| GIVEN TEXT |
-- Opening Marker --

Longtime Cleveland beat writer Paul Hoynes wins Career Excellence Award

Paul Hoynes, still churning out copy deep into his fifth decade as a down-in-the-trenches baseball beat writer, was elected the 2026 winner of the BBWAA Career Excellence Award. He will be honored with the award that is presented annually to a sportswriter “for meritorious contributions to baseball writing” during the National Baseball Hall of Fame and Museum’s induction weekend next July 24-27 in Cooperstown, N.Y.

Of the 407 ballots, including two blanks, cast by BBWAA members with 10 or more consecutive years’ service, Hoynes was named on 177 in becoming the 77th winner of the award since its inception in 1962. Finishing second with 128 votes was the late Scott Miller, who covered baseball for more than 30 years prior to his death in June at age 62 after an 18-month battle with pancreatic cancer. Tom Verducci, the multi-faceted writer for Sports Illustrated and commentator for MLB Network and Fox Sports’ MLB coverage, received 100 votes. Candidates were chosen by a three-member, BBWAA-appointed committee and announced during the All-Star Game meeting July 15 in Atlanta. Voting was conducted by mail in November.

Hoynes has trekked to press boxes throughout North America and entertained colleagues with his patented “hawk call.” Covering more than 6,000 major league games, “Hoynsie” is the owner of the most bylines in Cleveland Plain Dealer history. Starting with Mike Ferraro in 1983, Paul has covered 12 Cleveland managers as well as 18 Opening Day starters and seven general managers. He chronicled 105-loss teams in front of hordes of seagulls and a handful of diehards at old Municipal Stadium and 100-win teams before capacity crowds at a buzzing Progressive Field. 

Hoynes covered Cleveland’s last three World Series teams (all losses, two in Game 7 extra innings) and the tragic spring training boating accident in 1993 that claimed the lives of pitchers Steve Olin and Tim Crews. Hoynes was elected to the Cleveland Journalism Hall of Fame in 2013. He served as president of the BBWAA in 2007 and was on the Cooperstown stage that year when Cal Ripken Jr. was inducted into the National Baseball Hall of Fame, a fitting pairing of baseball’s Iron Man player and baseball’s Iron Man writer.

-- Closing Marker --

[Images for locating objects]
-- Opening Marker --

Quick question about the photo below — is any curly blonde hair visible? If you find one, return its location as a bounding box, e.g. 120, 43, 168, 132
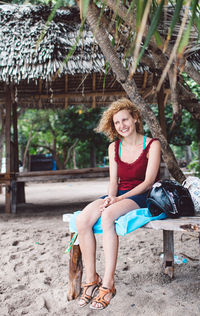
95, 98, 143, 141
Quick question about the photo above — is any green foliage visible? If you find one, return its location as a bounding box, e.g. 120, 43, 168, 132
18, 106, 108, 168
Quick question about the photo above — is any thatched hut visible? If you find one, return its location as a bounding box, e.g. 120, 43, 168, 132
0, 4, 199, 211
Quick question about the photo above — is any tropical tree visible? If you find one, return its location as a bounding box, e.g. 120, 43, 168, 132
74, 0, 200, 182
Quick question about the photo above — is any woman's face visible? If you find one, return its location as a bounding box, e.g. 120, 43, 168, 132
113, 109, 137, 137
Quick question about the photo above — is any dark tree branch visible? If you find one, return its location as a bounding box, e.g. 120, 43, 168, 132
87, 4, 185, 182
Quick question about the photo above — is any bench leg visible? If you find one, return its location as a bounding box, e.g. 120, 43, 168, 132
67, 233, 83, 301
163, 230, 174, 279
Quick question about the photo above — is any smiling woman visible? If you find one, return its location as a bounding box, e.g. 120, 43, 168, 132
76, 99, 160, 309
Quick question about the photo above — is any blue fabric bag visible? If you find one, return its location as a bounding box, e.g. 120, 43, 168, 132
69, 208, 167, 236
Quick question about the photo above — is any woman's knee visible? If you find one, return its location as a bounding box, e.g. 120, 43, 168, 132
76, 214, 88, 232
76, 213, 93, 233
101, 210, 115, 230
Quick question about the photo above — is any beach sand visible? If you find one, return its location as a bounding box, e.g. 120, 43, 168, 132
0, 179, 200, 316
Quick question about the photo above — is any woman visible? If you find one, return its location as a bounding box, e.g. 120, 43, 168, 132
76, 99, 161, 309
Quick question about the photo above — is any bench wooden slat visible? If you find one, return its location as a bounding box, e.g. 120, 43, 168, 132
16, 167, 109, 182
144, 216, 200, 232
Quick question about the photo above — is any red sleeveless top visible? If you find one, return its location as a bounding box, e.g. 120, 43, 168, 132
115, 138, 160, 190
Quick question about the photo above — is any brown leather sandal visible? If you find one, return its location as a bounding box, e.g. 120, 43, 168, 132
90, 285, 116, 310
79, 274, 102, 307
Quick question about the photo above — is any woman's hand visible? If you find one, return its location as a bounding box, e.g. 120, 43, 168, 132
100, 196, 118, 213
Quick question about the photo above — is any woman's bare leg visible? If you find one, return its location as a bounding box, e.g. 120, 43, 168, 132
76, 199, 103, 283
92, 199, 139, 308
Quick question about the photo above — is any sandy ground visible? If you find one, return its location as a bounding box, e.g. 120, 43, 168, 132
0, 179, 200, 316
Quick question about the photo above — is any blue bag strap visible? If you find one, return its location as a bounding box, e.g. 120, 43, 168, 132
143, 135, 147, 150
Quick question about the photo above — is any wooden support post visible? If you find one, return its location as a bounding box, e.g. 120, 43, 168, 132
5, 85, 11, 213
163, 230, 174, 279
67, 233, 83, 301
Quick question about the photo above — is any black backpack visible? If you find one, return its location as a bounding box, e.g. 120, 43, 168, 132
147, 179, 195, 218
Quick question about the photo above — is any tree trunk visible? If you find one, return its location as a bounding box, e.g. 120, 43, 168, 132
87, 4, 185, 183
90, 144, 96, 168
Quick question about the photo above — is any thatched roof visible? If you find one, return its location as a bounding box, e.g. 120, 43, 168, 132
0, 4, 197, 107
0, 5, 152, 107
0, 5, 108, 83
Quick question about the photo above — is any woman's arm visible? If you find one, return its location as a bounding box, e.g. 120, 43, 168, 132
115, 141, 161, 202
100, 143, 118, 212
108, 143, 118, 196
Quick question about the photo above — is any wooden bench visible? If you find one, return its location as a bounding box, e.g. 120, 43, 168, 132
63, 214, 200, 301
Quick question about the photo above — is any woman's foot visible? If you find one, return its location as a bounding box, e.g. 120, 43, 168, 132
90, 285, 116, 310
79, 274, 102, 307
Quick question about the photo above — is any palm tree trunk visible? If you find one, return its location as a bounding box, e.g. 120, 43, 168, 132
87, 4, 185, 183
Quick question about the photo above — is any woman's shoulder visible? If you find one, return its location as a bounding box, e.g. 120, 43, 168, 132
146, 137, 160, 147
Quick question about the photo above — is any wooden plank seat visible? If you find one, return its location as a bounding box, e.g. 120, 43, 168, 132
63, 214, 200, 300
16, 167, 109, 182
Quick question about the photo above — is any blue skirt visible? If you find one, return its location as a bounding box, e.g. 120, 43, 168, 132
100, 190, 149, 208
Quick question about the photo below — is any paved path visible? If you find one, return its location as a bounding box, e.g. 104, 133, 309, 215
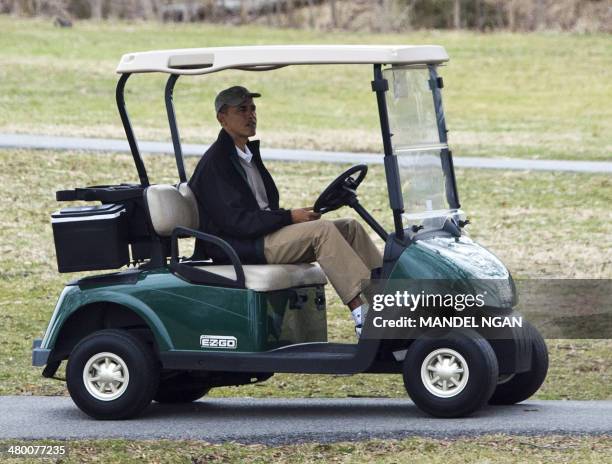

-- Closing Marker --

| WORK TASK 1 |
Answer these questions using the article on Paul Hoynes:
(a) How many votes did Scott Miller receive?
(b) In what year was Hoynes elected to the Cleveland Journalism Hall of Fame?
(c) Which Cleveland manager was the first one Hoynes covered?
| WORK TASK 2 |
Copy word for word the part of the article on Paul Hoynes that opens with the words containing "Of the 407 ballots, including" and closes with "mail in November.".

| ANSWER SPACE 1 |
(a) 128
(b) 2013
(c) Mike Ferraro

| ANSWER SPACE 2 |
Of the 407 ballots, including two blanks, cast by BBWAA members with 10 or more consecutive years’ service, Hoynes was named on 177 in becoming the 77th winner of the award since its inception in 1962. Finishing second with 128 votes was the late Scott Miller, who covered baseball for more than 30 years prior to his death in June at age 62 after an 18-month battle with pancreatic cancer. Tom Verducci, the multi-faceted writer for Sports Illustrated and commentator for MLB Network and Fox Sports’ MLB coverage, received 100 votes. Candidates were chosen by a three-member, BBWAA-appointed committee and announced during the All-Star Game meeting July 15 in Atlanta. Voting was conducted by mail in November.